══ Task data

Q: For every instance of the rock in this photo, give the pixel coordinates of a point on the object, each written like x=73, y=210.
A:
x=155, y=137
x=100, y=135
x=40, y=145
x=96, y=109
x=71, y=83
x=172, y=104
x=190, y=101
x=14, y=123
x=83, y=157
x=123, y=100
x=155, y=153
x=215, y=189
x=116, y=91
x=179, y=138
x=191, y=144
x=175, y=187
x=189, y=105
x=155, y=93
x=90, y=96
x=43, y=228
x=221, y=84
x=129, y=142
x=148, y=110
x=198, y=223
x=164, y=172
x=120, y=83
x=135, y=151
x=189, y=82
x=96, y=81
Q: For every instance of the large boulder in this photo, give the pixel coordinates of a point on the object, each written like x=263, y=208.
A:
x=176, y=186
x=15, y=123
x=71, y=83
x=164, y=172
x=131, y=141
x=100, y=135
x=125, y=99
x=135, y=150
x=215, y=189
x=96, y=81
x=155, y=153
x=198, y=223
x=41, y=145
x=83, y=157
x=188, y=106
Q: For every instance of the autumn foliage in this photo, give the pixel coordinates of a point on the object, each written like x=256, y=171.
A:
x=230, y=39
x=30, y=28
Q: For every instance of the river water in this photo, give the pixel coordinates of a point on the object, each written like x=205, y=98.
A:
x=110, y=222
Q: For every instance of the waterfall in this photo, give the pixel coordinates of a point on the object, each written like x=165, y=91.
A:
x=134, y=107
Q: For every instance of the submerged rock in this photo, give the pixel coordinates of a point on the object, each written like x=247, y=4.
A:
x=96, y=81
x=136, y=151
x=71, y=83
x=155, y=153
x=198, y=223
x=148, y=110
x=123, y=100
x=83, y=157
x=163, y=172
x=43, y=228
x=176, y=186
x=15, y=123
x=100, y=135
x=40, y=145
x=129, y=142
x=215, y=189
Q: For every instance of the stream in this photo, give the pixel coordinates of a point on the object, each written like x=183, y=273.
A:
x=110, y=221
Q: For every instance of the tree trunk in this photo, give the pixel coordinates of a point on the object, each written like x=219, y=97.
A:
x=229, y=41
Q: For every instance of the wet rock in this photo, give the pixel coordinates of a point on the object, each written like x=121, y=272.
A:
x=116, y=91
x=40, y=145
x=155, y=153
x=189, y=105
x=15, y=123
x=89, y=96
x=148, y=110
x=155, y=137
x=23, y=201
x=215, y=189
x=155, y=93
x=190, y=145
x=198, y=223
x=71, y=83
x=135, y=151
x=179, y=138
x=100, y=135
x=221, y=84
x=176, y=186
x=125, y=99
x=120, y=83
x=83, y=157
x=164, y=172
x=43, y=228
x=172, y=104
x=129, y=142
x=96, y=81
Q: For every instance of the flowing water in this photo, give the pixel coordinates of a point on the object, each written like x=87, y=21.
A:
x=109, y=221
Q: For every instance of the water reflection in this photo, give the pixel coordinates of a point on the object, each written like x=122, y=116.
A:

════

Action item – Your job is to give the data above again exactly, in full.

Result for this task –
Q: For every instance of the rock in this photo, give the pixel coordinates of a point on the object, each written like x=73, y=210.
A:
x=155, y=137
x=100, y=135
x=40, y=145
x=96, y=109
x=71, y=83
x=172, y=104
x=190, y=101
x=14, y=123
x=83, y=157
x=123, y=100
x=155, y=153
x=215, y=189
x=116, y=91
x=179, y=138
x=191, y=144
x=175, y=187
x=189, y=105
x=155, y=93
x=90, y=96
x=43, y=228
x=221, y=84
x=129, y=142
x=148, y=110
x=198, y=223
x=164, y=172
x=120, y=83
x=135, y=151
x=189, y=82
x=96, y=81
Q: For every instance of the large boulder in this photo, give the pixel coordinates of a point on the object, each written like x=263, y=208.
A:
x=176, y=186
x=15, y=123
x=71, y=83
x=164, y=172
x=131, y=141
x=100, y=135
x=125, y=99
x=135, y=150
x=215, y=189
x=96, y=81
x=155, y=153
x=198, y=223
x=41, y=145
x=83, y=157
x=188, y=106
Q: For every instance of the autumn foliage in this photo, give the pixel coordinates of a point on the object, each written like x=256, y=171.
A:
x=230, y=39
x=30, y=28
Q: For every instance of the river water in this photo, give the pixel coordinates of a point on the object, each written like x=205, y=98.
A:
x=110, y=222
Q: For every instance of the waterfall in this photo, give the pixel coordinates of a point on the object, each written like x=165, y=91.
A:
x=134, y=107
Q: For every instance of the submerged rock in this photo, give the pixel coordinates of a point on the object, each written like x=247, y=4.
A:
x=96, y=81
x=136, y=151
x=71, y=83
x=155, y=153
x=198, y=223
x=148, y=110
x=123, y=100
x=83, y=157
x=163, y=172
x=43, y=228
x=176, y=186
x=15, y=123
x=100, y=135
x=40, y=145
x=129, y=142
x=215, y=189
Q: For every instance of the stream in this photo, give the pixel coordinates of a point on the object, each written like x=183, y=273.
A:
x=110, y=221
Q: For every instance of the tree trunk in this photo, give the pixel coordinates of a point on the object, each written like x=219, y=97.
A:
x=229, y=41
Q: For every instance of the wet rock in this photo, give the pixel coordinates of a point on the object, each written like x=121, y=272.
A:
x=116, y=91
x=40, y=145
x=155, y=153
x=189, y=105
x=15, y=123
x=89, y=96
x=148, y=110
x=155, y=137
x=23, y=201
x=215, y=189
x=155, y=93
x=190, y=145
x=198, y=223
x=71, y=83
x=135, y=151
x=179, y=138
x=100, y=135
x=221, y=84
x=176, y=186
x=125, y=99
x=120, y=83
x=83, y=157
x=164, y=172
x=43, y=228
x=172, y=104
x=129, y=142
x=96, y=81
Q: For every instance of the flowing water in this photo, give the pixel coordinates of a point on the object, each written like x=87, y=21.
A:
x=109, y=221
Q: For every instance of the water reflection in this photo, give the pixel coordinates of a point on the object, each written like x=122, y=116.
A:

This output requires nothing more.